YOUR TASK
Extract every line of the data below word for word, omitting the pictures.

* * * *

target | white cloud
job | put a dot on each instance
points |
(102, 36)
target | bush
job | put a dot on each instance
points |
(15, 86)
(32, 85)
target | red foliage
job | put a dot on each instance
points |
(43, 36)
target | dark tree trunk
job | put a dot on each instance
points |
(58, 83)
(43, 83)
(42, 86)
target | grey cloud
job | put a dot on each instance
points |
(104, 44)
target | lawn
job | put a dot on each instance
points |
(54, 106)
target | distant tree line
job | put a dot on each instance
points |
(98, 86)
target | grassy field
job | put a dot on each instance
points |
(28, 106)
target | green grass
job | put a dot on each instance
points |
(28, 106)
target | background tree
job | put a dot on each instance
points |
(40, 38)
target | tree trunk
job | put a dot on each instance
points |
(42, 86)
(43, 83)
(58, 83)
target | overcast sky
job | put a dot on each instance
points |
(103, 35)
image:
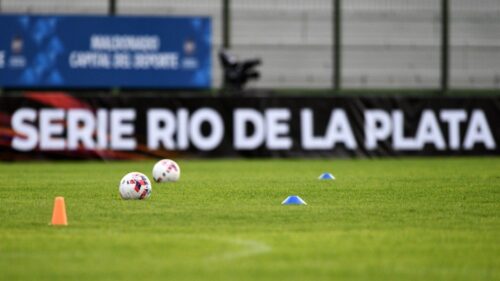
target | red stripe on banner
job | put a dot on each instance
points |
(56, 99)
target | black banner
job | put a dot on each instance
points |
(58, 125)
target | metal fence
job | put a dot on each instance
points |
(335, 44)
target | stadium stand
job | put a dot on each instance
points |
(386, 43)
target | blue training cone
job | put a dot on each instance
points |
(326, 176)
(293, 200)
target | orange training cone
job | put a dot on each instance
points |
(59, 213)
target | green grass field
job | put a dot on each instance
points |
(395, 219)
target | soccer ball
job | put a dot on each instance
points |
(166, 170)
(135, 185)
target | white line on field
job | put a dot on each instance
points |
(248, 248)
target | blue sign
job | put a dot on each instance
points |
(104, 52)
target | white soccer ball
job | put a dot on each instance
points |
(166, 170)
(135, 185)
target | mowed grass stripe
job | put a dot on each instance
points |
(387, 219)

* * * *

SOLVED EXERCISE
target | white cloud
job | put a dot on each instance
points |
(102, 36)
target | bush
job | put a dot on each instance
points |
(15, 86)
(32, 85)
target | red foliage
job | put a dot on each instance
points |
(43, 36)
target | dark tree trunk
job | put a dot on each instance
points |
(58, 83)
(43, 83)
(42, 86)
target | grey cloud
job | put a dot on each instance
points |
(104, 44)
target | lawn
job | put a dot on each instance
points |
(54, 106)
target | distant tree line
job | put a dot on each instance
points |
(98, 86)
target | grassy field
job | put a dot on each instance
points |
(28, 106)
target | green grass
job | put a dot on each instance
points |
(28, 106)
target | background tree
job | put a dot on each instance
points |
(40, 38)
target | tree trunk
job | put a dot on each instance
points |
(42, 86)
(43, 83)
(58, 83)
target | overcast sky
job | put a dot on each instance
points |
(103, 35)
image:
target | red stripe on banner
job | put a dot on each instance
points |
(56, 99)
target | black banner
job | put a dot on each instance
points |
(58, 125)
target | metal fence
job | put a dot on each instance
points |
(335, 44)
target | stadium stand
job | put a dot on each instance
points |
(386, 43)
target | blue training cone
job | put a dot on each instance
points |
(326, 176)
(293, 200)
target | orange training cone
job | put a dot on each instance
points |
(59, 213)
target | green grass field
job | put a dot on each instance
points |
(395, 219)
target | soccer ball
job | put a dot on each instance
points |
(166, 170)
(135, 185)
target | white line on field
job | put a dot on each instance
points |
(248, 248)
target | blue sign
job | put a dot on each instance
points |
(104, 52)
target | white soccer ball
job | put a dot on each instance
points |
(166, 170)
(135, 185)
target | mowed grass stripe
job | put a dot on each instance
points |
(387, 219)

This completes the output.